# [Schriftliche Aufgabe 1]
Übertrage den folgenden Satz aus dem Auszug über die Vorhölle der Väter ins Englische: „Nach der Ankunft Christi wurde die Ruhe der Heiligen durch ihre Schau Gottes vervollständigt.“
════════════════════
Denn diejenigen, die sich in der Hölle befinden, empfangen verschiedene Strafen gemäß der Verschiedenheit ihrer Schuld, so dass die Verurteilten je nach der Schwere der Sünden, die sie begangen haben, in dunklere und tiefere Bereiche der Hölle verbannt werden, und den heiligen Vätern, die die am wenigsten schweren Sünden begangen hatten, folglich ein höherer und weniger dunkler Bereich zugewiesen wurde als denjenigen, die zur Strafe verurteilt waren.116

Nach der Ankunft Christi wurde die Ruhe der Heiligen durch ihre Schau Gottes vervollständigt. Dieser Ort der Ruhe wird immer noch Abrahams Schoß genannt, erklärte Thomas von Aquin, obwohl er nicht mehr als Teil der Hölle oder als Vorhölle der Väter angesehen werden konnte. Während die getrennte Vorhölle der Kinder nach dem Tod Christi als Ruhestätte für diejenigen erhalten blieb, die ohne Taufe in der Erbsünde gestorben waren, wurde die Vorhölle der Väter von Christus leer gemacht, als er dorthin hinabgestiegen war. Doch wer genau war nach Thomas’ Ansicht in der Vorhölle der Väter und wartete auf die Erlösung, die von Christus angeboten wurde? Um diese Frage zu beantworten, müssen wir uns Thomas’ Schrift De veritate (Von der Wahrheit) und seiner Unterscheidung zwischen explizitem und implizitem Glauben zuwenden.
════════════════════
# [Schriftliche Aufgabe 2]
Wähle aus der Auflistung unten jede Zeile aus, in der das Wort „green“ vorkommt, und gib diese Zeilen unverändert wieder.
════════════════════
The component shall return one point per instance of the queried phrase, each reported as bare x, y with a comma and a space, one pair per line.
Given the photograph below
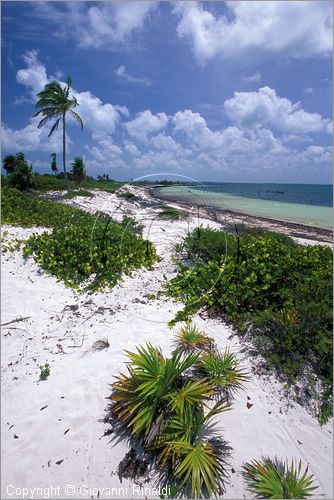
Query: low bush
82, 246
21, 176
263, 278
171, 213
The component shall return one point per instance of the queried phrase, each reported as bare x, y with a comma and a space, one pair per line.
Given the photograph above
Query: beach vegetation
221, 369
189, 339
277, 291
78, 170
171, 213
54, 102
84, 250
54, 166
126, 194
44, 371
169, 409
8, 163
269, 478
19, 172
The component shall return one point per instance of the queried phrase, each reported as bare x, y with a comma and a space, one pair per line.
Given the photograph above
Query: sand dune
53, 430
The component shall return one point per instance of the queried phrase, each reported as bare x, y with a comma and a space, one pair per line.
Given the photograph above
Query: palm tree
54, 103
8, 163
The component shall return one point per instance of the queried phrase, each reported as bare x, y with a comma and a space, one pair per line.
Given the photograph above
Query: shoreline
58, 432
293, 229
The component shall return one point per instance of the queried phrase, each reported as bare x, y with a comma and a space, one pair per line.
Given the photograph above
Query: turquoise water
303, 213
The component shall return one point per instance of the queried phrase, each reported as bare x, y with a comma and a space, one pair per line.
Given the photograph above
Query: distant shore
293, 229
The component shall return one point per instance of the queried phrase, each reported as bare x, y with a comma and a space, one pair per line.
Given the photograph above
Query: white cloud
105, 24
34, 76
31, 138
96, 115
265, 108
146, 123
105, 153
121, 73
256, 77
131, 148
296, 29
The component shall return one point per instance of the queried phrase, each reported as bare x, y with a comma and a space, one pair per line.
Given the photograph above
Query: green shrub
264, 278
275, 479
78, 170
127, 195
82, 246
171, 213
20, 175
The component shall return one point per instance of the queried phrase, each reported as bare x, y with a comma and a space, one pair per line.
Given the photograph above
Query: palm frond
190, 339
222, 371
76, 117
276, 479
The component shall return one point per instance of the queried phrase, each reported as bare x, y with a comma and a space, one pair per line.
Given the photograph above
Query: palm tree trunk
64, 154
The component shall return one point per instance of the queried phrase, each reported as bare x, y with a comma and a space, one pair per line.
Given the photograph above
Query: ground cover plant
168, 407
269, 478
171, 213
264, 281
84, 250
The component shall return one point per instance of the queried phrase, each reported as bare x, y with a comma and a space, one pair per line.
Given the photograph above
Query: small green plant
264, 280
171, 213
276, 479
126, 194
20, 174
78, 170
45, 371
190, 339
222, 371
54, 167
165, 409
════════════════════
# [Fertige Antwort 1]
After the coming of Christ, the rest of the saints was completed by their vision of God.

# [Fertige Antwort 2]
Query: green shrub
Query: small green plant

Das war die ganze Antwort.